=== Study text ===
It is not helpful to have a history of the unthinkable happening to our family, on more than one occasion. We’ve experienced loss, before we had children, of close, young family members. You realize statistics don’t mean anything when you’re one of them, that you are not exempt just because the “chances are slim”, and it opens your mind up to the most awful possibilities. I do tend to assume the worst. It is not a trait or habit I’m proud of, and I did try so hard to talk myself out of the panic on that beach. I kept telling myself that this is just a scare. There will be a logical explanation. But until I knew for sure, I had no breath.
I begged God in those minutes for another chance. I would do better. We would train her brain better. I would teach her to think in a way that I could keep her safe. We talk all the time here about how the brain works and that hers is a lot like mine was when I was her age. And happy news, the brain CAN be trained! We CAN change our thinking and our habits and our tendencies, if we want to. The problem is, she has very little desire to do so yet. I mean she has, and she does and she will continue to grow and change and develop but so far, she likes who she is! It was no skin off her back that we were terrified. It’s not her problem!

=== Entries shown ===
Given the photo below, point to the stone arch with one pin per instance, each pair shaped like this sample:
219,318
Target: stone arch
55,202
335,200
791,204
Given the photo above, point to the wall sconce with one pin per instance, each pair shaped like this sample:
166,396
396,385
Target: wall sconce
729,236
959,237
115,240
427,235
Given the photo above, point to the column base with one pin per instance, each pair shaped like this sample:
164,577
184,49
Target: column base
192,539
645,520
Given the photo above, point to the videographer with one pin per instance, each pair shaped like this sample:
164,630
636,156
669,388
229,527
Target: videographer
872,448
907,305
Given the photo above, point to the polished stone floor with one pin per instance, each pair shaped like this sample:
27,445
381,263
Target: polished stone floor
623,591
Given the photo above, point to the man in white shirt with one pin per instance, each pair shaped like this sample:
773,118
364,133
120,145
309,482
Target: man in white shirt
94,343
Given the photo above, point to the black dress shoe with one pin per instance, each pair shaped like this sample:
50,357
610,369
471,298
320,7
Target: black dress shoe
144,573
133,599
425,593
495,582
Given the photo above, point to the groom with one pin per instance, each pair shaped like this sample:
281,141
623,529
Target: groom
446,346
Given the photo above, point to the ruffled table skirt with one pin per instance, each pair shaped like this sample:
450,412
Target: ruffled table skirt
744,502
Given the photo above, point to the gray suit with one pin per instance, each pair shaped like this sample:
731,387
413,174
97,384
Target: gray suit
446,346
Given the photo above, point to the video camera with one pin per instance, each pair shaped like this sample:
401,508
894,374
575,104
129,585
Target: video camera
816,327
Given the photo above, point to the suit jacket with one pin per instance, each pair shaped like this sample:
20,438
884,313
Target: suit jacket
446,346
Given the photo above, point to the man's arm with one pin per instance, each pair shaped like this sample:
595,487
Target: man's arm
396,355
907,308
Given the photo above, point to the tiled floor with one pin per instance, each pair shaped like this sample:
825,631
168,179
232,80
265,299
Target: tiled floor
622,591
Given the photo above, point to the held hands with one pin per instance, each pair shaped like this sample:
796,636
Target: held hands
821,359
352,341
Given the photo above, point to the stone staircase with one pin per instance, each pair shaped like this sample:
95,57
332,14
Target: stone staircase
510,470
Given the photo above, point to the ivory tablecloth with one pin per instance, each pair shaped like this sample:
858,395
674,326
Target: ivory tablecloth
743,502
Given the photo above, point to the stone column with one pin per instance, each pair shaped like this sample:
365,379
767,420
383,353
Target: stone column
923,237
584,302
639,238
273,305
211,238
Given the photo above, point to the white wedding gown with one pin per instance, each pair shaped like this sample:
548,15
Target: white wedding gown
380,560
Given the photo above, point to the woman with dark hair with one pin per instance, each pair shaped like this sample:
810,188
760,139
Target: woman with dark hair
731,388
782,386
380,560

=== Task item A ===
Using only the beach passage, say whether each statement agrees with it. For each, answer yes or no and quote the words that decide it.
(i) The writer lost close, young family members before having children.
(ii) The writer says the brain cannot be trained.
(iii) The writer tends to assume the best.
=== Task item B ===
According to the beach passage, what did the writer beg God for in those minutes?
=== Task item C ===
Write out the stretch of the beach passage from "It is not helpful" through "had no breath." again, renaming "beach" as "pier".

=== Exercise solution A ===
(i) Yes: "We’ve experienced loss, before we had children, of close, young family members."
(ii) No: "And happy news, the brain CAN be trained!"
(iii) No: "I do tend to assume the worst."

=== Exercise solution B ===
Another chance.

=== Exercise solution C ===
It is not helpful to have a history of the unthinkable happening to our family, on more than one occasion. We’ve experienced loss, before we had children, of close, young family members. You realize statistics don’t mean anything when you’re one of them, that you are not exempt just because the “chances are slim”, and it opens your mind up to the most awful possibilities. I do tend to assume the worst. It is not a trait or habit I’m proud of, and I did try so hard to talk myself out of the panic on that pier. I kept telling myself that this is just a scare. There will be a logical explanation. But until I knew for sure, I had no breath.